PROBLEM: Print out all of the data below, keeping it identical to the original.

DATA SHOWN:
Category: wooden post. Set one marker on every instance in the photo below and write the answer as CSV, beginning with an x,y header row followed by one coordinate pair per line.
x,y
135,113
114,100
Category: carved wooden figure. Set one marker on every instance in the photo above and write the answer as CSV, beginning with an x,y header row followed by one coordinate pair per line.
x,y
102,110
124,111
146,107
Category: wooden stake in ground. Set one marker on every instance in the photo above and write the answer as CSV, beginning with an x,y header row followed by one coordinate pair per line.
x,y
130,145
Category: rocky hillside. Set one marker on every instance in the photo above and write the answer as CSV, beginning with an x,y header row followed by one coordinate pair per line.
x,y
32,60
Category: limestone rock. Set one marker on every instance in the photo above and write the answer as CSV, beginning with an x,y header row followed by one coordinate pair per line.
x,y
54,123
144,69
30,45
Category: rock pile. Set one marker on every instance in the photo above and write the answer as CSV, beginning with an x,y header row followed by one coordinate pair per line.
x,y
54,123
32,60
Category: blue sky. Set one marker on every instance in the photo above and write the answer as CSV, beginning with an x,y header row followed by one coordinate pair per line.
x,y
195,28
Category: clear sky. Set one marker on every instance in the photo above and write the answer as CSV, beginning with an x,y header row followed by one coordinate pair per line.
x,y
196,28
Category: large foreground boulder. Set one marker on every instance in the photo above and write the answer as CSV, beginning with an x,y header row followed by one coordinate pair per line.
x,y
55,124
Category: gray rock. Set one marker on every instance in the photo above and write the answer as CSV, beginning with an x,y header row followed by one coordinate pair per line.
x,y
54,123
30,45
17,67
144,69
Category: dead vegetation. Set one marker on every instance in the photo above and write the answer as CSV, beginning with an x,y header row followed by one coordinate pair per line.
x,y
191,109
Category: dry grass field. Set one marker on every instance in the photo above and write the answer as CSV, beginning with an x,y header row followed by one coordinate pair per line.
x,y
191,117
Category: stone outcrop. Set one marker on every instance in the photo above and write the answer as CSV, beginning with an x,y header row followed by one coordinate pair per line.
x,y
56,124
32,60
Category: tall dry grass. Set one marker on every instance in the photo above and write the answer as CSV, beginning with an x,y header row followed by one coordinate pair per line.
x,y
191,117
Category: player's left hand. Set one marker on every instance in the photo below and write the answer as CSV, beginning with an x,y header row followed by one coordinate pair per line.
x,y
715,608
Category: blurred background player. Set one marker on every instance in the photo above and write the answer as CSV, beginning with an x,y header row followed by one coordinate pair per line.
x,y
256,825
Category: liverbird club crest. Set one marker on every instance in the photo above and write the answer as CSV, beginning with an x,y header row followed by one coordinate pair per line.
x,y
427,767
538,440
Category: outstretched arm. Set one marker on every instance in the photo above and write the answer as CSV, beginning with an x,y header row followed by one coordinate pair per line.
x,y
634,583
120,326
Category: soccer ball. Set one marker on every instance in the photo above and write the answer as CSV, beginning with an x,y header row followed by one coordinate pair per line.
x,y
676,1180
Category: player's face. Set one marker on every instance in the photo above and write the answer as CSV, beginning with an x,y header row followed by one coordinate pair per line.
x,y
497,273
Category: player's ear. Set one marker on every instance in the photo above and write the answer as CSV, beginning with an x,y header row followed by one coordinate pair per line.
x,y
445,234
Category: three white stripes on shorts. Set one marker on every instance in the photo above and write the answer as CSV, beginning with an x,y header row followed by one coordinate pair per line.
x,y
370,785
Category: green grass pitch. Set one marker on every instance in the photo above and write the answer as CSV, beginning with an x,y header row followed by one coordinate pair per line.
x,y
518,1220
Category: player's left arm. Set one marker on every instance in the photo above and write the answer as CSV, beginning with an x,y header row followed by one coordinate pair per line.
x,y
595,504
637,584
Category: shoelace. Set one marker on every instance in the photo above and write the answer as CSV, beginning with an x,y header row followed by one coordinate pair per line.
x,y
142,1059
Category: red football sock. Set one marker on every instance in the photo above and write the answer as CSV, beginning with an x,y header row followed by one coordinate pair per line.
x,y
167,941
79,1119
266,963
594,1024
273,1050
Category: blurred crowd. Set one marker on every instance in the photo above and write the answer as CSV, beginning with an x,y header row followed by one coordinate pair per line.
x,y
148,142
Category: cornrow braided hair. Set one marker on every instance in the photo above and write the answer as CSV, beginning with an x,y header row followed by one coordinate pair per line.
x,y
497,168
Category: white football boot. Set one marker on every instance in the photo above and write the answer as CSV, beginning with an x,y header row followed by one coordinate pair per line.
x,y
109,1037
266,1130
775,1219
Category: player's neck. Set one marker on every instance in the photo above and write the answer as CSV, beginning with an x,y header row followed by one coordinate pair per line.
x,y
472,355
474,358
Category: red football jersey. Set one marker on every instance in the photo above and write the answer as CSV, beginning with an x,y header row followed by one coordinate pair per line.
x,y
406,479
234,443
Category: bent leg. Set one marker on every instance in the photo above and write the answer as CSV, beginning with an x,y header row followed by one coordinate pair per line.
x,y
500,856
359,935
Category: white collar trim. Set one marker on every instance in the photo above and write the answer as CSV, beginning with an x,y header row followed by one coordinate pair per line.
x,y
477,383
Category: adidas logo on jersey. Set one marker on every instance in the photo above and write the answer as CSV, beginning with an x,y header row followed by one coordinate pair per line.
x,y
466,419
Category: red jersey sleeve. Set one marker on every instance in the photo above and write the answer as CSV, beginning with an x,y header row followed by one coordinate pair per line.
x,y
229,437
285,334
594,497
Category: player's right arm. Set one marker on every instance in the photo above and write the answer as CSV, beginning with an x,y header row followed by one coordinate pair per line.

WRITTEN RESPONSE:
Category: wooden post. Set one marker on every instance in the photo below and write the answer as CSV, beginning with an x,y header row followed by one coordinate pair per line.
x,y
135,113
114,100
Category: carved wooden figure. Set one marker on every instance in the photo above and write the answer as CSV, beginning with an x,y header row followed by one coordinate pair per line.
x,y
102,110
124,111
146,107
Category: wooden stake in ground. Set one marker on every instance in the photo above and write the answer as CSV, beginning with an x,y header row followed by one coordinate pair per line.
x,y
130,145
Category: rocky hillside. Set one marker on every instance in the photo above and write the answer as CSV, beginning with an x,y header row followed by one coordinate pair per line.
x,y
32,60
Category: limestone rock. Set one marker on every instance in the photo above and write the answer as CSV, beginning with an x,y header row followed by one coordinate pair per line.
x,y
54,123
144,69
30,45
Category: rock pile. Set one marker on every instance in the photo above and write the answer as CSV, beginning with an x,y header row followed by one coordinate pair per line.
x,y
54,123
32,60
Category: blue sky. Set one marker on every instance in the photo above and write the answer as CSV, beginning with an x,y header row followed by one coordinate pair per line.
x,y
195,28
Category: clear sky. Set one marker on every instance in the photo above and write the answer as CSV, beginning with an x,y header row followed by one coordinate pair per line.
x,y
196,28
Category: large foreground boulder. Set one marker on every instance in the photo above and write the answer as CSV, beginning with an x,y header row followed by one coordinate pair per line.
x,y
55,124
Category: gray rock. Set one marker on every instance in the photo above and write the answer as CSV, beginning with an x,y header row followed by one coordinate pair per line.
x,y
54,123
30,45
17,67
144,69
Category: dead vegetation. Set one marker on every instance in the photo above and write the answer as CSV, beginning with an x,y header row followed by one coordinate pair per line.
x,y
191,109
Category: dry grass field. Set one marker on every instance in the photo above and write the answer as CSV, beginning with an x,y header row followed by one coordinate pair per line.
x,y
191,117
Category: stone outcrop. Set one marker on every instance in the photo above and write the answer as CSV, beginning with an x,y header row followed by one coordinate pair per line.
x,y
56,124
32,60
Category: tall dry grass. Set one marker on every instance in the photo above and write the answer as CSV, beginning with an x,y header row followed by one coordinate pair per line.
x,y
191,117
Category: player's left hand. Set one marker on every instance in the photo below and write the answer as CSV, beginning with an x,y header row followed by one coordinate pair per line.
x,y
715,608
Category: blurred background player. Set one marker on every instance in the photo above and write the answer as CSV, beginning with an x,y header row followed by one coordinate pair per line.
x,y
256,825
Category: liverbird club crest. Set one marker on every instance in the photo above and write the answer as CSV, beginning with an x,y header row followed by one coordinate pair per line.
x,y
427,767
538,440
Category: outstretched arm. Set one marker on every instance in the photo above and write the answer as CSV, beginning with an x,y header row followed by one coordinate pair per line.
x,y
634,583
120,326
Category: soccer ball. Set one marker on every instance in the photo above and write the answer as CSV, beginning with an x,y header row followed by one coordinate pair per line.
x,y
676,1180
Category: player's face. Set one marker on every instance in the photo above and write the answer as CSV, beginning with an x,y header row followed by one coordinate pair per line.
x,y
497,273
Category: player's ear. Set one marker on every instance in the photo above and write the answer as CSV, beginning with an x,y header row followed by one coordinate pair per line.
x,y
445,234
Category: three white stripes on shorts. Set one marker on every instance in the photo above and write the answer as CSV, beginning with an x,y header row followed by one coordinate pair per line.
x,y
370,785
Category: green grass pitch. Set one marker on every instance in the photo above and write the answer as CSV, beginning with an x,y header row followed by one coordinate pair per line.
x,y
518,1220
Category: player's left arm. Set one marker on every instance in the photo above and write the answer as CSV, beginning with an x,y header row followed by one coordinate pair per line.
x,y
595,504
637,584
Category: shoelace. Set one marker on every instance in the photo above and write the answer as CSV, beginning with an x,y header row followed by one coordinate pair per line.
x,y
142,1059
Category: red football sock. Set one marker on every instance in the photo above and write the answer as CSV, beginning with an x,y header row followed by one coordinate pair per line.
x,y
167,941
79,1119
266,963
594,1024
273,1050
Category: blurred crowd. Set one marker on every instance in the photo above and write the answer as CSV, beginning with an x,y header row followed by one coordinate pair per line.
x,y
148,142
Category: cornrow braided hair. Set one marker on every instance in the photo above and write the answer as CSV, beginning with an x,y header row followed by one coordinate pair per line.
x,y
497,168
Category: white football boot. Set one marker on every instance in the photo above and write the answer as CSV, beginning with an x,y header row followed by one coordinate pair per line.
x,y
109,1037
266,1130
775,1219
Category: player's neck. Set one marker on every instance in the photo above and write the answer as CSV, beginning with an x,y header row followed by one coordinate pair per line.
x,y
472,355
474,358
Category: red football jersey. Set one marker on every instance in the photo above and write the answer as CSV, beginning with an x,y header row followed by one coordinate pair per line.
x,y
406,479
234,443
Category: bent leg. Set one marker on every instance in the photo above and write the answer as CSV, beginning with an x,y header row followed by one coordinate pair per line.
x,y
500,856
359,935
Category: white collar trim. Set one marker on every instance in the photo above and write the answer as CSV, beginning with an x,y header row followed by one coordinate pair per line.
x,y
477,383
Category: adidas logo on jersey. Set one marker on every instance in the photo above and write the answer as CSV, beginning with an x,y header row followed by one coordinate pair per line.
x,y
466,419
Category: red jersey sleeve. Set one marker on every instance in the photo above and write the answer as CSV, beginning with an x,y header row followed by one coordinate pair per line.
x,y
229,437
285,334
594,497
Category: player's right arm. Set one marker on every instance in the photo above and write the answer as CSV, beginning with an x,y header row followed by one coordinate pair per line.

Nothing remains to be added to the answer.